→ DATASET
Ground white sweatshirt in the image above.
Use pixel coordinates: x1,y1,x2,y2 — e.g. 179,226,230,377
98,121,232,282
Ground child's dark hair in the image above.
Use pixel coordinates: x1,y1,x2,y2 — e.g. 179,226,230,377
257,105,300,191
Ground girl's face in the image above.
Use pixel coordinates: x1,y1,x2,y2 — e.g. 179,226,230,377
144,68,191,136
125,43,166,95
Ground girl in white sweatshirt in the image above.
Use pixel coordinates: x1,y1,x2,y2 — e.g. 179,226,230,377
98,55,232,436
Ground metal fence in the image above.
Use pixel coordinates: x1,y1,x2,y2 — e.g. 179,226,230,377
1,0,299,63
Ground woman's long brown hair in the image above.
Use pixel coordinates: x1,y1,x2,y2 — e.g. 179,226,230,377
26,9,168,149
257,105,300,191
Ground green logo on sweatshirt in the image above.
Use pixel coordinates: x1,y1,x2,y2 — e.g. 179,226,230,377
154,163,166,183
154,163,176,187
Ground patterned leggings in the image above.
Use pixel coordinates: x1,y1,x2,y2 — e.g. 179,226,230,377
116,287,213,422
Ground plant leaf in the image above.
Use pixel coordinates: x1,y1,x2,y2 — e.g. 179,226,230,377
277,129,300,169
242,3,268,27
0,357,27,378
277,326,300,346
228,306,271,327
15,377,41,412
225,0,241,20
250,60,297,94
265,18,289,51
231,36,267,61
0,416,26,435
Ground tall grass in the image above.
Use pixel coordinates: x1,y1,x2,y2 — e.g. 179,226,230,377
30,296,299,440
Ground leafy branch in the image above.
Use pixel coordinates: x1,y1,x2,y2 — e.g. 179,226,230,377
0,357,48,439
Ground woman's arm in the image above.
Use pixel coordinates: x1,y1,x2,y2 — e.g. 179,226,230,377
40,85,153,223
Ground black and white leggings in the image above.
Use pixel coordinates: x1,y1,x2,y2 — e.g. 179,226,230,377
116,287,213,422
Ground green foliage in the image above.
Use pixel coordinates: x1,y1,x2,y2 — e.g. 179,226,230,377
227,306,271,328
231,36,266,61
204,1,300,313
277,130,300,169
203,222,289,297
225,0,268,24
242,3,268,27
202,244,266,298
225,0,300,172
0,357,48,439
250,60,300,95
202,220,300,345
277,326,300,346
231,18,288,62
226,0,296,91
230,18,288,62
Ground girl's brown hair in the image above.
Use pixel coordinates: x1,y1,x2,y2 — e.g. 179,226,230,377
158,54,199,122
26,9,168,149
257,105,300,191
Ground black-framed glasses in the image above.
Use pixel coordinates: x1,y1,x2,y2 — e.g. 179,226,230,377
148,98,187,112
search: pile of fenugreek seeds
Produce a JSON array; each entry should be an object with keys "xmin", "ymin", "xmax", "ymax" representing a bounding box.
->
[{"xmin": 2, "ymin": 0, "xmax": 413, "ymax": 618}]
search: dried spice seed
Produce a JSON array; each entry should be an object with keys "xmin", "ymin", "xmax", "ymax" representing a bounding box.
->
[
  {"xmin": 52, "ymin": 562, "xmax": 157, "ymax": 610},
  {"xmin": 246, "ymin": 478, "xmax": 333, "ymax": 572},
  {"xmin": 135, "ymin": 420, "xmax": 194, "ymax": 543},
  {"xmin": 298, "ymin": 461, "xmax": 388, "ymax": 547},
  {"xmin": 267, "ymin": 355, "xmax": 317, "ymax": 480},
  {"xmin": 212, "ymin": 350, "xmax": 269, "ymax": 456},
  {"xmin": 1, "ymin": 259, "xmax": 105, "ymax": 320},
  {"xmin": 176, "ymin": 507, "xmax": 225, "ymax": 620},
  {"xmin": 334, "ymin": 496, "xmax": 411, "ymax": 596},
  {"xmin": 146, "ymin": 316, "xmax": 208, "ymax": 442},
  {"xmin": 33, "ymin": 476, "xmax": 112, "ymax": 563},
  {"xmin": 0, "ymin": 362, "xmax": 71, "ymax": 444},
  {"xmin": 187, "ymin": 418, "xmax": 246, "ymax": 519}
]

→ YOUR INSTRUCTIONS
Tally each line in the data that holds the word "leggings"; write only the total.

→ EXERCISE ANSWER
2